**指示内容 1:** 以下の行のうち、文字列「transmission」を含む行をすべて書き出してください。大文字と小文字は区別してください。

**文書抜粋:**
--- --- ---

1台のスマートフォンにインストールされているアプリは36個、1日平均6個のアプリが利用されている。それが日本の環境だ。一方でお隣の韓国は、53個のアプリをインストールし、1日に11個のアプリを利用している。どの国も同じスマートフォンを利用しながらも、このように少しずつ傾向が異なっている。そんな調査をGoogleが行っている。

TNS協力のもと、Googleは日本や韓国、中国、インド、東南アジア諸国の計10カ国、およそ1万名のiPhone、Androidユーザーを対象に、モバイルアプリの利用実態調査を行った。前述の通り、日本は平均して36個のアプリがインストールされており、2015年の32個から伸びている。

ただ日本はインストール数こそ5位だが、平均アプリ利用数は6個の10位(つまり最下位)となっている。こうした状況を含めて「日本の他国との違いが際立っている」とGoogle Asia Pacific アジア太平洋地域マーケットインサイト シニアリサーチマネージャーの柿原 正郎氏は話す。

Google Asia Pacific アジア太平洋地域マーケットインサイト シニアリサーチマネージャー 柿原 正郎氏

日本の他国との違いは、例えばアプリのカテゴリの違いだ。毎日利用するアプリのカテゴリで、4カ国の1日における平均利用率1位が「SNS」、もう4カ国が「メッセージング/コミュニケーション」だった。日本と韓国は「検索」が1位で、2位も仲良く「ニュース・天気」、3位は韓国が「ゲーム」、日本が「メッセージング/コミュニケーション」だった。SNSとコミュニケーションが1位だった国は、2位がそれぞれ入れ替わる形の結果であり、日本と韓国の違いが浮き彫りになる。

--- --- ---

**処理対象の行:**
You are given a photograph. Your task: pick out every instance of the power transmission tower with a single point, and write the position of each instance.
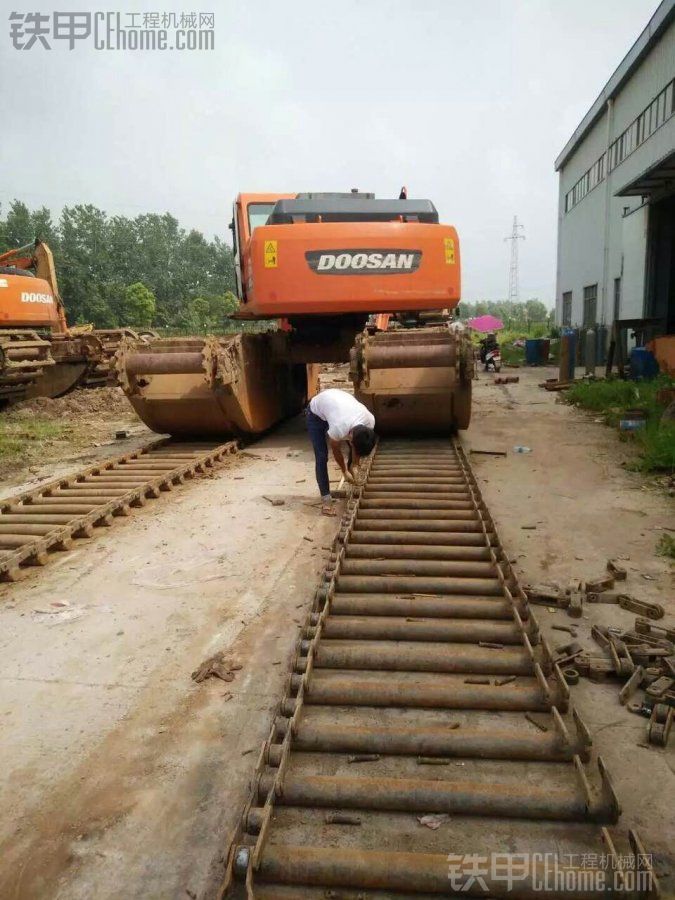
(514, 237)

--- --- ---

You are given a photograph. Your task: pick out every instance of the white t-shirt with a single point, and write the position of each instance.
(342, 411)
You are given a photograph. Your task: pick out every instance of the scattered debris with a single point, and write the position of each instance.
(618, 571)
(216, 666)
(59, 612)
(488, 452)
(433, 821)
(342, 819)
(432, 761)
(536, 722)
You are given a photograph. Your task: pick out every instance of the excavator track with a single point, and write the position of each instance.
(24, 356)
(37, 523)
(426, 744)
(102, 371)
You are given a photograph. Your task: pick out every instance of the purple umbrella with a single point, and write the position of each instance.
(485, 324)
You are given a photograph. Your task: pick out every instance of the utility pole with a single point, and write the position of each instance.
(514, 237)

--- --- ---

**指示内容 2:** 上記のアプリ利用調査の記事について、「Google Asia Pacific アジア太平洋地域マーケットインサイト シニアリサーチマネージャー 柿原」を含む語句から書き始め、「韓国の違いが浮き彫りになる。」まで書いたところで止めて、その範囲を原文どおりに示してください。

**実行結果 1:**
You are given a photograph. Your task: pick out every instance of the power transmission tower with a single point, and write the position of each instance.

**実行結果 2:**
Google Asia Pacific アジア太平洋地域マーケットインサイト シニアリサーチマネージャー 柿原 正郎氏

日本の他国との違いは、例えばアプリのカテゴリの違いだ。毎日利用するアプリのカテゴリで、4カ国の1日における平均利用率1位が「SNS」、もう4カ国が「メッセージング/コミュニケーション」だった。日本と韓国は「検索」が1位で、2位も仲良く「ニュース・天気」、3位は韓国が「ゲーム」、日本が「メッセージング/コミュニケーション」だった。SNSとコミュニケーションが1位だった国は、2位がそれぞれ入れ替わる形の結果であり、日本と韓国の違いが浮き彫りになる。